**Cytowany fragment**

▼▼▼

Happy Hunting (Czas polowania)
Warren Novak (Martin Dingle Wall) to ścigany przez gangsterów alkoholik, próbujący dostać się do Meksyku po syna swojej byłej dziewczyny. W drodze na południe Warren nocuje w małej, myśliwskiej miejscowości Bedford Flats, słynącej z wielopokoleniowej tradycji myśliwskiej. Główny bohater poznaje tam niejakiego Steve, prowadzącego miejscowe kółko Anonimowych Alkoholików. Steve oferuje gościnę i pomoc, ale wkrótce intencje miejscowych zostają ujawnione po tym jak okazuje się, iż w mieście co roku odbywają się zawody polegające na polowaniu na ludzi, na środku pustyni na granicy USA i Meksyku. Warren zostaje pojmany i zmuszony do wcielenia się w ofiarę łowną dla lokalnych myśliwych. Mężczyzna wraz z kilkoma innymi "wybrańcami" podejmuje walkę o życie.

▲▲▲

**Podane wiersze**
▼▼▼

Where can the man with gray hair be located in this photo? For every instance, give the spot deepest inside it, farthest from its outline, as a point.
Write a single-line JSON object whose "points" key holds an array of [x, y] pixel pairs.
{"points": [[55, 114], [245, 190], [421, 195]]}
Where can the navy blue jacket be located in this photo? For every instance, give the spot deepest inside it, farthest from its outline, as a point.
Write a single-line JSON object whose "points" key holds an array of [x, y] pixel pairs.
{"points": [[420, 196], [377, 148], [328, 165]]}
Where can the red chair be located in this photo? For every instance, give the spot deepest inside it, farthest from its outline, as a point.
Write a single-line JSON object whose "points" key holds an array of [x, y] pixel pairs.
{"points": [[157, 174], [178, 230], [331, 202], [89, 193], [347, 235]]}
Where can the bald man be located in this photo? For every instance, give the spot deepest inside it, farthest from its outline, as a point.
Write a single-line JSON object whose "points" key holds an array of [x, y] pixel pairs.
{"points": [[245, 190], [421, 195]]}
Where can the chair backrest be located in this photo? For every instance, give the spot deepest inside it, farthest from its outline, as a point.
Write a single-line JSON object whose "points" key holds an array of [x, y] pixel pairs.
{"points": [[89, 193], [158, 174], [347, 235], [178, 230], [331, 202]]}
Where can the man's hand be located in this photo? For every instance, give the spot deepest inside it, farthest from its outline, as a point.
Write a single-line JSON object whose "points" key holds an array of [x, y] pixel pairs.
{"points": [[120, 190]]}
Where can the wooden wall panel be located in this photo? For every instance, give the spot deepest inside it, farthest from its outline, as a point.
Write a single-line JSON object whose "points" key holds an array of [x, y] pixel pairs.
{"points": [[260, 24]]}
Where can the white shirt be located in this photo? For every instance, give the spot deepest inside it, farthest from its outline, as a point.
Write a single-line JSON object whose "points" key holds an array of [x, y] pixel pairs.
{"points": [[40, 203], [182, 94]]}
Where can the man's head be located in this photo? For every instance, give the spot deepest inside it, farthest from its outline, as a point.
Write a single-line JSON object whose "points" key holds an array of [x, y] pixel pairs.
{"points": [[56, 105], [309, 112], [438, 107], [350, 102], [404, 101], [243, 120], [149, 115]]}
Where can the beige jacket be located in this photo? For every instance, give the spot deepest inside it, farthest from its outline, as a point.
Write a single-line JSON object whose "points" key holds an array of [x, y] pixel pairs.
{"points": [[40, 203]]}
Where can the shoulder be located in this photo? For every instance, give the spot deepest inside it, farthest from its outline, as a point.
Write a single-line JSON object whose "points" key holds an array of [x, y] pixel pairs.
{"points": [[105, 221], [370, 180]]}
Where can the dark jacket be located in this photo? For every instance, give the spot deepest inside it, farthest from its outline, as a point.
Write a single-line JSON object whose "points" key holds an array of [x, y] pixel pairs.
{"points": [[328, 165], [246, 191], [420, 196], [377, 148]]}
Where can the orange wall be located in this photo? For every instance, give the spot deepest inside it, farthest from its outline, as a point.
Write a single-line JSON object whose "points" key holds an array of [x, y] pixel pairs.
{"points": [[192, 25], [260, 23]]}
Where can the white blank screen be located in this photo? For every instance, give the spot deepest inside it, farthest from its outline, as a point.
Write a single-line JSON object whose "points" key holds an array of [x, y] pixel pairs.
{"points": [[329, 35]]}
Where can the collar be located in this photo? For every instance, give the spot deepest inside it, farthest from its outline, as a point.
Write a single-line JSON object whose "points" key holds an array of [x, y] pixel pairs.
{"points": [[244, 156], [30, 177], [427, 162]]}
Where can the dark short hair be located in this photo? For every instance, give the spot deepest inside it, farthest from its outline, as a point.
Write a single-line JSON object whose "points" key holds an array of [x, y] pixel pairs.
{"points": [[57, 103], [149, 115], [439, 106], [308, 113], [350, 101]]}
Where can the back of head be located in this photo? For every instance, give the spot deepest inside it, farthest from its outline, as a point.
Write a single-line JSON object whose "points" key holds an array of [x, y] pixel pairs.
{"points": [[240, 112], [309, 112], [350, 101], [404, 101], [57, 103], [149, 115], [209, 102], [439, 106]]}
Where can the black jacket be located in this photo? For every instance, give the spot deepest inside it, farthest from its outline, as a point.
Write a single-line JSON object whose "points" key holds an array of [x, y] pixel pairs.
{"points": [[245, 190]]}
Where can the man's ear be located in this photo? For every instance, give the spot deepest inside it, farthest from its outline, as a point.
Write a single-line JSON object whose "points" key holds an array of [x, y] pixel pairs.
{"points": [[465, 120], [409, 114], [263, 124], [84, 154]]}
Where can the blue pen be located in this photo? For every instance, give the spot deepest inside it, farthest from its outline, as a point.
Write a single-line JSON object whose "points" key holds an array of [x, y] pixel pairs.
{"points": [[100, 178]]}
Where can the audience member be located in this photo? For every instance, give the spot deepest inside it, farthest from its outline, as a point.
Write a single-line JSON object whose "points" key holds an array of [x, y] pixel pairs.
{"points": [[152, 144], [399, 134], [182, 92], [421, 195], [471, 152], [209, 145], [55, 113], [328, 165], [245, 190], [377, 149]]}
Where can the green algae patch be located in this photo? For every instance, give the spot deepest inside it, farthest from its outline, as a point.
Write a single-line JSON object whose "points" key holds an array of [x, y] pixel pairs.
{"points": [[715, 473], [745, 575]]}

▲▲▲

Skopiuj bez zmian fragment opisu fabuły filmu, który zaczyna się od „Warren Novak (Martin” i ciągnie się aż do „walkę o życie.”.

**Wynik zadania**
Warren Novak (Martin Dingle Wall) to ścigany przez gangsterów alkoholik, próbujący dostać się do Meksyku po syna swojej byłej dziewczyny. W drodze na południe Warren nocuje w małej, myśliwskiej miejscowości Bedford Flats, słynącej z wielopokoleniowej tradycji myśliwskiej. Główny bohater poznaje tam niejakiego Steve, prowadzącego miejscowe kółko Anonimowych Alkoholików. Steve oferuje gościnę i pomoc, ale wkrótce intencje miejscowych zostają ujawnione po tym jak okazuje się, iż w mieście co roku odbywają się zawody polegające na polowaniu na ludzi, na środku pustyni na granicy USA i Meksyku. Warren zostaje pojmany i zmuszony do wcielenia się w ofiarę łowną dla lokalnych myśliwych. Mężczyzna wraz z kilkoma innymi "wybrańcami" podejmuje walkę o życie.